▸ Text segment
★ ★ ★ ★ ★

Increasingly, I shudder every time I hear someone in a technology role talk about "The Business."
You know, like this:
We need The Business to give us the requirements.
Or, we need to get someone from The Business to weigh in on this.
Or, if The Business can just tell us what they want and stop changing their minds we could get this project delivered.
Embedded in the very term is an old, outdated way of thinking. It implies that technology is somehow separate from the main line of work that a company does. We're an office supply store. We have IT systems to help us order products, manage inventory, and track sales, but that's not "our business." Our business is selling office supplies to customers.
If such a stance was ever really tenable, it ceased to be so once customers started ordering all their office supplies online instead of going into brick-and-mortar stores and suddenly the online commerce system became the very center of the business.
In 21st century companies, technology is no longer a back-office support role. The IT/Business divide is one of the biggest sources of friction within organizations, and it prevents them from being able to innovate and adapt to rapidly-changing markets. For innovative companies today, technology IS the business, and vice-versa.

★ ★ ★ ★ ★

▸ Task objective
Please repeat word for word the part of the text on the IT/business divide starting at "Embedded in the" and ending at "supplies to customers.".

★ ★ ★ ★ ★

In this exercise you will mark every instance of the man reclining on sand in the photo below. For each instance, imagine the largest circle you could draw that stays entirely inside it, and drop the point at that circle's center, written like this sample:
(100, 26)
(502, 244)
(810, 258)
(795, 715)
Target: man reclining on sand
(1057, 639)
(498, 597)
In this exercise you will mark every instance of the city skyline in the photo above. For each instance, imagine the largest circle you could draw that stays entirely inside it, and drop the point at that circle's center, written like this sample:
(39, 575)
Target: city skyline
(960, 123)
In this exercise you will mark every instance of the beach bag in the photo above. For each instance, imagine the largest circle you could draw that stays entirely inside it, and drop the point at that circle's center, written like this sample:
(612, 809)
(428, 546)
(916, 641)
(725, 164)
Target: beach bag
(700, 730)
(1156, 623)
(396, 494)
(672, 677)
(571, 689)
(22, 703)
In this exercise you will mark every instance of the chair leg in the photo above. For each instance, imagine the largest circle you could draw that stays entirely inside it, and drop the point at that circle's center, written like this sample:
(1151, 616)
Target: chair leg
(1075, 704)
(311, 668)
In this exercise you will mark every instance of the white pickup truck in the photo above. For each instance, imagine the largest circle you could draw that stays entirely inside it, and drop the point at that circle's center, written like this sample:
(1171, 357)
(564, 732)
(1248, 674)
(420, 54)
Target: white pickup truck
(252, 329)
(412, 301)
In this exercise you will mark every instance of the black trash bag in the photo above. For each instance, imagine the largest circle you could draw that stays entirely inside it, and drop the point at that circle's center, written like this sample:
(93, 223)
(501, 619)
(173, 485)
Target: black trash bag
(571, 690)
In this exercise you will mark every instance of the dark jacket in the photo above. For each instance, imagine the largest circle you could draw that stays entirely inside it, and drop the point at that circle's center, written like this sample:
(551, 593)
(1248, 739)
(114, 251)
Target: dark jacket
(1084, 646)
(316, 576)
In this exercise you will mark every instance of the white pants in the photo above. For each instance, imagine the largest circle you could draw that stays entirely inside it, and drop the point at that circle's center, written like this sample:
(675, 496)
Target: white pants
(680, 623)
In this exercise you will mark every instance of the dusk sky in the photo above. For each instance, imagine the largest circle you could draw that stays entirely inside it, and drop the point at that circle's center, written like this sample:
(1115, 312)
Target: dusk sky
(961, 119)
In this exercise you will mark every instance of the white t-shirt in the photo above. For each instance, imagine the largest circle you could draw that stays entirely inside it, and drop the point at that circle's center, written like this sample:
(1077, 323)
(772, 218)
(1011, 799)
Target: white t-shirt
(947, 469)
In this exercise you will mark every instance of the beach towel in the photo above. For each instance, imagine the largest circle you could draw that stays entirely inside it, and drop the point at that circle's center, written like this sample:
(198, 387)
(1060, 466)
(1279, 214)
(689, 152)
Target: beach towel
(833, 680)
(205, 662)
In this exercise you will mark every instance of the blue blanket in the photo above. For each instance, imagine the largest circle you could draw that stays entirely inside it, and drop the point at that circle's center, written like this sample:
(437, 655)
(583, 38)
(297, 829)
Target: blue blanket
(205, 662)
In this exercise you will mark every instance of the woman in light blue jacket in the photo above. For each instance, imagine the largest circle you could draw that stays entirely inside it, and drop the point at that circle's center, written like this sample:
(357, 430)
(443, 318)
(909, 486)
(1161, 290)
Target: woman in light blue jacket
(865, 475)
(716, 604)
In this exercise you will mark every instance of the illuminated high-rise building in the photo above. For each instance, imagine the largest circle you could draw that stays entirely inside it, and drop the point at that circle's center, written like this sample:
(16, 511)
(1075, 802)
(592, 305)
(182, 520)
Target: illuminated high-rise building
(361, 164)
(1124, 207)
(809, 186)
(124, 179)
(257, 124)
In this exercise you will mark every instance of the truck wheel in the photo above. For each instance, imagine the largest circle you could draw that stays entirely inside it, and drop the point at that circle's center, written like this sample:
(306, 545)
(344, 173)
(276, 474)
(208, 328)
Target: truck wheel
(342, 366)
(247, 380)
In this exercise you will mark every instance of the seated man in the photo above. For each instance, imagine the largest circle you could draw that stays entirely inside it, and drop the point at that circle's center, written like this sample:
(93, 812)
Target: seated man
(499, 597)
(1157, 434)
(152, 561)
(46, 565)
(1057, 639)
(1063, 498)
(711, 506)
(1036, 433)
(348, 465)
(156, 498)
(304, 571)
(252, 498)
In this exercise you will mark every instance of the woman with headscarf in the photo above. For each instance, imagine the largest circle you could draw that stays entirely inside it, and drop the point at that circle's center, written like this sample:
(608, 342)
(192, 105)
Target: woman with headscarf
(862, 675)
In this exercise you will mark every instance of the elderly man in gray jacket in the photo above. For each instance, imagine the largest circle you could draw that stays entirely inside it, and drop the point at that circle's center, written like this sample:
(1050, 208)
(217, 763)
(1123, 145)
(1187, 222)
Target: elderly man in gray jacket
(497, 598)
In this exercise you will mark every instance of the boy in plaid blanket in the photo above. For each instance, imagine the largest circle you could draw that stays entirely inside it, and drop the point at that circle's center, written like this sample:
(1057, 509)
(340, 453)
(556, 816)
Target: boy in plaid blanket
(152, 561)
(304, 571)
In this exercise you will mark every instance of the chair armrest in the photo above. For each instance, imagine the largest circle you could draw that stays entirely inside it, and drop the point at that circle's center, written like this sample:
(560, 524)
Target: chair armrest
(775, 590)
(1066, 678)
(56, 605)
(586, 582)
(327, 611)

★ ★ ★ ★ ★

▸ Written response
Embedded in the very term is an old, outdated way of thinking. It implies that technology is somehow separate from the main line of work that a company does. We're an office supply store. We have IT systems to help us order products, manage inventory, and track sales, but that's not "our business." Our business is selling office supplies to customers.